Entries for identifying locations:
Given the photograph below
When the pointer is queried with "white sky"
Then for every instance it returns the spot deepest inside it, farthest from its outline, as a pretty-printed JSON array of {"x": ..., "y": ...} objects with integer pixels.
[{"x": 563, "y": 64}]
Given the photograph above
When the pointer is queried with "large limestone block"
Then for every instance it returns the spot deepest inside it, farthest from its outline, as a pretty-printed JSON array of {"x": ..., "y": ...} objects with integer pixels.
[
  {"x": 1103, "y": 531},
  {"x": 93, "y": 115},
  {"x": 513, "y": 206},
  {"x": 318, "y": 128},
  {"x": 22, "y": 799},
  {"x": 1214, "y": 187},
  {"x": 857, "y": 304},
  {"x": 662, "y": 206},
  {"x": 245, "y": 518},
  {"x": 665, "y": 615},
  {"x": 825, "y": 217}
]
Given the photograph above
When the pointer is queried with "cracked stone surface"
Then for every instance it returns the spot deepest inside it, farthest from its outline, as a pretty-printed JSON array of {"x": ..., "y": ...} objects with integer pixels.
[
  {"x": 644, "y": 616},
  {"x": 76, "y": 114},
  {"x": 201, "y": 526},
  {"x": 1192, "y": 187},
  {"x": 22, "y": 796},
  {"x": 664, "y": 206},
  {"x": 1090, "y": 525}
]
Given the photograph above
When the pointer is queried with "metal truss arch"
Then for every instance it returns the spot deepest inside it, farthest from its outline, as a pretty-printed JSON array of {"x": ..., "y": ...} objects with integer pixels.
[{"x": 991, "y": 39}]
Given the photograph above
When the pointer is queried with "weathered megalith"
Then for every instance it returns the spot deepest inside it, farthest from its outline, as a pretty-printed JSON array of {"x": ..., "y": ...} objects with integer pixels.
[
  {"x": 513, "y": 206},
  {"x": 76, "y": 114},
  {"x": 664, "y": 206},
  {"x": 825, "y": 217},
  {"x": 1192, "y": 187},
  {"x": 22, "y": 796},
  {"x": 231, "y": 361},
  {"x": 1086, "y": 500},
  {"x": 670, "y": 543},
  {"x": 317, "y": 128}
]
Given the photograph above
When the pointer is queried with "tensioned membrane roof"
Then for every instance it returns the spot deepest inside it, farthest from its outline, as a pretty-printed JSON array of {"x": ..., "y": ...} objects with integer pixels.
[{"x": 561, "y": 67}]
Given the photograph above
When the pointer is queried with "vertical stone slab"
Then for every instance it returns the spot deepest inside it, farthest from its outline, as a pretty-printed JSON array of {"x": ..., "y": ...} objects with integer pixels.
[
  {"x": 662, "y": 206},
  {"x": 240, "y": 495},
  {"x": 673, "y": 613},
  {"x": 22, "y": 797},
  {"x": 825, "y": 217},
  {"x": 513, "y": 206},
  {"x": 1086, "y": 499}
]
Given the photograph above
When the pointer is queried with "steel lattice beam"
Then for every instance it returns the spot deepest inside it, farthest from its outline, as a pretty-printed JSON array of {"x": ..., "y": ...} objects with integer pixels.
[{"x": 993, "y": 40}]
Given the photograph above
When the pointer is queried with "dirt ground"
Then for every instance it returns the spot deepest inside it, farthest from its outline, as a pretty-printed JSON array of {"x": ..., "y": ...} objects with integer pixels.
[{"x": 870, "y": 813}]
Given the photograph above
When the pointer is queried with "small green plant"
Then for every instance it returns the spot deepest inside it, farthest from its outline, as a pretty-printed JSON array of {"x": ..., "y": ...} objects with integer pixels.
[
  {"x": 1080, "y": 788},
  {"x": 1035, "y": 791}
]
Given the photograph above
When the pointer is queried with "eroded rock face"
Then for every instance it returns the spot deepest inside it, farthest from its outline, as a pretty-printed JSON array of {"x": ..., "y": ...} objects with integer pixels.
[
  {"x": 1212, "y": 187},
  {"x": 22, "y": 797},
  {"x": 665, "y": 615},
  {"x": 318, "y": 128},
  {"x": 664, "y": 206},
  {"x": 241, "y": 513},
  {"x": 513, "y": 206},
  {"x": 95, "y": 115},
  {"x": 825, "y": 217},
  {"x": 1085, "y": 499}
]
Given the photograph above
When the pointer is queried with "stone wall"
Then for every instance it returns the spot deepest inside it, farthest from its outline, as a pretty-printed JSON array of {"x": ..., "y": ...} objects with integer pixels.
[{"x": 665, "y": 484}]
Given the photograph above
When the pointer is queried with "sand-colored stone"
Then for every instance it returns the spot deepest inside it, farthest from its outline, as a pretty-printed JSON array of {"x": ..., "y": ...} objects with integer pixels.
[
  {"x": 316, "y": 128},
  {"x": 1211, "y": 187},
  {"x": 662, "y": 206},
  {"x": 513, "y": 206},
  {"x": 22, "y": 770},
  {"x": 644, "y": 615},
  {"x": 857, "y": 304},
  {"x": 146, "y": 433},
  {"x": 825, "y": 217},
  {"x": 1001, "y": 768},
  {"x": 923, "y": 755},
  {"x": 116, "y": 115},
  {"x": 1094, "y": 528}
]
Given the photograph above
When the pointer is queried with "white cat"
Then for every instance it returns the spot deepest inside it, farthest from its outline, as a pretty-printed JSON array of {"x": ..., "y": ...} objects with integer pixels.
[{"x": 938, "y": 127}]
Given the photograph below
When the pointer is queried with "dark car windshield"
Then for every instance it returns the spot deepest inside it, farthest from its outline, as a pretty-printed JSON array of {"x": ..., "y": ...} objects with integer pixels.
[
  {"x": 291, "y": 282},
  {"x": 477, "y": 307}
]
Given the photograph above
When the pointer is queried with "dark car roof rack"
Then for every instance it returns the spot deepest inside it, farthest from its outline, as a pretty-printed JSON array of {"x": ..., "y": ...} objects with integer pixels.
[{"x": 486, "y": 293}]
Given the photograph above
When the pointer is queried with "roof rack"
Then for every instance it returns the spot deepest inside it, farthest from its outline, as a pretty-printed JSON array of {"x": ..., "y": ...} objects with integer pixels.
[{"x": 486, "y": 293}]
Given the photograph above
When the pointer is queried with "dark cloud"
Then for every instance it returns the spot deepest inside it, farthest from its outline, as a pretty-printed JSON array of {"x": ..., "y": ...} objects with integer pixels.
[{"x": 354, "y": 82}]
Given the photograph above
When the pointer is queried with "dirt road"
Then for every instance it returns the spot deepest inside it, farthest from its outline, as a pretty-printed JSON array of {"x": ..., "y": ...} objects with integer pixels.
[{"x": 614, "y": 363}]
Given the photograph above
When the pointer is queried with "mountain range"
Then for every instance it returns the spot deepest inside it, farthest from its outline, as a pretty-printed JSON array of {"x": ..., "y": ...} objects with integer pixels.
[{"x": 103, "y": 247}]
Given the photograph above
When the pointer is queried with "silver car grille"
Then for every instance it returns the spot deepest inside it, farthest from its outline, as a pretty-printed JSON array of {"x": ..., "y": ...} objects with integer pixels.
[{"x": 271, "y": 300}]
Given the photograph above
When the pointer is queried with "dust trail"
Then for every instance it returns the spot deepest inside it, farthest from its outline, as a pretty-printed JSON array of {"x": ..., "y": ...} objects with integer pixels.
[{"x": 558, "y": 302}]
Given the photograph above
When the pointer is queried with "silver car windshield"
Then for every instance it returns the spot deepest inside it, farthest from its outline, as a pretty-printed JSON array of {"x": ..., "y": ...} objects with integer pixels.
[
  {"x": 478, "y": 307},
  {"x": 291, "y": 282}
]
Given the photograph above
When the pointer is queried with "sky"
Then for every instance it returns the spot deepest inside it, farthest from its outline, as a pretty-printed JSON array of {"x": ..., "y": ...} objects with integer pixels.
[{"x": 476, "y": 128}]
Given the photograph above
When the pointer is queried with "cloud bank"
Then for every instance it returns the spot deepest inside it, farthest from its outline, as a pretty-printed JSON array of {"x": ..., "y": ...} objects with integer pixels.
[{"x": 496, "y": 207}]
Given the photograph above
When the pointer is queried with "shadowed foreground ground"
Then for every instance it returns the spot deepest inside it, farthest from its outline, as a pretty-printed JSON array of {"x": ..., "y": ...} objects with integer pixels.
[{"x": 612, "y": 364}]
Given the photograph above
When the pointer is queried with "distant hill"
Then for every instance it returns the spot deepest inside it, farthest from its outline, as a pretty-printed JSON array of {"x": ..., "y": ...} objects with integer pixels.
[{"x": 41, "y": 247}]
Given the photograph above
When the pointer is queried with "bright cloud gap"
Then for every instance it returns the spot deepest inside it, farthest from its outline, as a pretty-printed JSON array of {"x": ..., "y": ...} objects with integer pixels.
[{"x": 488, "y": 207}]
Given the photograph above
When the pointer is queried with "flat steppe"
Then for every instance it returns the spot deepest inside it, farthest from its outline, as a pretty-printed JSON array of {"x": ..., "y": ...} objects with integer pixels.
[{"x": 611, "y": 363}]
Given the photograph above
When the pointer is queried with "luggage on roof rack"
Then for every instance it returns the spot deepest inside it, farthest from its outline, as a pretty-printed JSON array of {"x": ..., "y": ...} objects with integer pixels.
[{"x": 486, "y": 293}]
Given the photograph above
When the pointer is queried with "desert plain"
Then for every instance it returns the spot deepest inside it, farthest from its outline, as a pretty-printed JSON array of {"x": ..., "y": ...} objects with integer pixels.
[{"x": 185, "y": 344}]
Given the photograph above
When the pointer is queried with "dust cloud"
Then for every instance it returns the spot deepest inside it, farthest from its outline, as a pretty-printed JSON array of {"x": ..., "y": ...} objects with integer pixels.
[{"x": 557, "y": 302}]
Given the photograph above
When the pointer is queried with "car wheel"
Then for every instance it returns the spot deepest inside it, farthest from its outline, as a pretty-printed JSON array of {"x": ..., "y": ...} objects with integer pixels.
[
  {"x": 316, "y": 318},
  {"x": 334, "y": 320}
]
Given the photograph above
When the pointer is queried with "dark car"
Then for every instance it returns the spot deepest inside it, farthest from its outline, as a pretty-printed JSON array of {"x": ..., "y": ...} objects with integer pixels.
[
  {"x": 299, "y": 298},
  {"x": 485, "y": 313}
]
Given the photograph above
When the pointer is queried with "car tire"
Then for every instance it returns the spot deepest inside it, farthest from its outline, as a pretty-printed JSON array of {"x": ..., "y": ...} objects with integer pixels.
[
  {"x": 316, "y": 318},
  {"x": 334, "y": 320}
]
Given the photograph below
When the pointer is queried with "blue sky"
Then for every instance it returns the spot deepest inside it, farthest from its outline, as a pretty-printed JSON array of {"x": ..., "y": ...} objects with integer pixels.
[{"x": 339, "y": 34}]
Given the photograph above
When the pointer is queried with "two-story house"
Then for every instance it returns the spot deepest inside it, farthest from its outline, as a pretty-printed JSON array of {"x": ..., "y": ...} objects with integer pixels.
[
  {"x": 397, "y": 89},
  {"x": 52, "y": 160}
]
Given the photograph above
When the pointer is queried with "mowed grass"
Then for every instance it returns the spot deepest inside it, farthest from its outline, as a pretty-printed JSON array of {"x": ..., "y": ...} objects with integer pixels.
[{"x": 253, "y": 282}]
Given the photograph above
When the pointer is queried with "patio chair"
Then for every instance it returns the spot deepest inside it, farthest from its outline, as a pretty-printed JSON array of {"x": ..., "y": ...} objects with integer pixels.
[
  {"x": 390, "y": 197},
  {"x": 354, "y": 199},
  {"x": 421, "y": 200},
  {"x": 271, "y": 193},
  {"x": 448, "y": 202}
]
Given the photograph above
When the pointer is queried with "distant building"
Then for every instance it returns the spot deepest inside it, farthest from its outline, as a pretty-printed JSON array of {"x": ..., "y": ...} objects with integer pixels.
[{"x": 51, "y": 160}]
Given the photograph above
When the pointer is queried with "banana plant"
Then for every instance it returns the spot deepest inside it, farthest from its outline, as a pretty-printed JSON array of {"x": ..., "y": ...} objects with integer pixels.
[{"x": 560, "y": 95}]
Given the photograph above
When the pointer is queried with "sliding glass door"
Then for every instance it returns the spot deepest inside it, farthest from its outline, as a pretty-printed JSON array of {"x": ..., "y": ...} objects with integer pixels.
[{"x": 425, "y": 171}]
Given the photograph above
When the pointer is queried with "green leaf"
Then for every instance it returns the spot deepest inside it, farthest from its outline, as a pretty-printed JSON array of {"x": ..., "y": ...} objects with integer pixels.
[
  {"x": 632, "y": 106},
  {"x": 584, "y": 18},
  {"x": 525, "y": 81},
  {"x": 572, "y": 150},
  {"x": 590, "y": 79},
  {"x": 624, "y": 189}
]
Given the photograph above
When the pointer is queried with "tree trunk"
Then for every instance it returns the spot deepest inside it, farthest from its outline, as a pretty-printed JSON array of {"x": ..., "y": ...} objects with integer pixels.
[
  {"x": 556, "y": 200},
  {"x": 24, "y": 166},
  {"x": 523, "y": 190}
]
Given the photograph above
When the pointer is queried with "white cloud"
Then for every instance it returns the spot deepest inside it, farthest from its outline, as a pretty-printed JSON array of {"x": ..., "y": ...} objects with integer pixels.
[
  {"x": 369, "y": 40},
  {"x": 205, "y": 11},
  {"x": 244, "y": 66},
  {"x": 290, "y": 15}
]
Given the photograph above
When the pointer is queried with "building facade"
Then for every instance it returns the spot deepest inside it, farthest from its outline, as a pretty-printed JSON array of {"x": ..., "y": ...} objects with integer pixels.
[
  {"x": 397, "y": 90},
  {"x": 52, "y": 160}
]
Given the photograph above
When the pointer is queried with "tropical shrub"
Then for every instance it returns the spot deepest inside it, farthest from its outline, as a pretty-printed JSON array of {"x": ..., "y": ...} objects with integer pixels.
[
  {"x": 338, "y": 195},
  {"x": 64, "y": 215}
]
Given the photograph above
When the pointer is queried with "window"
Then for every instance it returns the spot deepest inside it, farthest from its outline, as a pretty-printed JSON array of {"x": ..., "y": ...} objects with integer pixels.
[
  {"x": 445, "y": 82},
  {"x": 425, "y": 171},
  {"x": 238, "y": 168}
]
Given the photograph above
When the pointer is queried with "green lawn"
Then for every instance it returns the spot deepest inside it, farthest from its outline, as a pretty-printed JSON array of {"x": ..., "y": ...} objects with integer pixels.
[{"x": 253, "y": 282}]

WHAT YOU WILL DO: Can you filter the entries above down to only the lines that contain the string "cloud", with case counting in the match?

OUTPUT:
When the pointer is queried with "dark cloud"
When the pointer is queried with "cloud bank"
When the pointer is queried with "bright cloud gap"
When the pointer is queried with "dust cloud"
When the pointer is queried with "white cloud"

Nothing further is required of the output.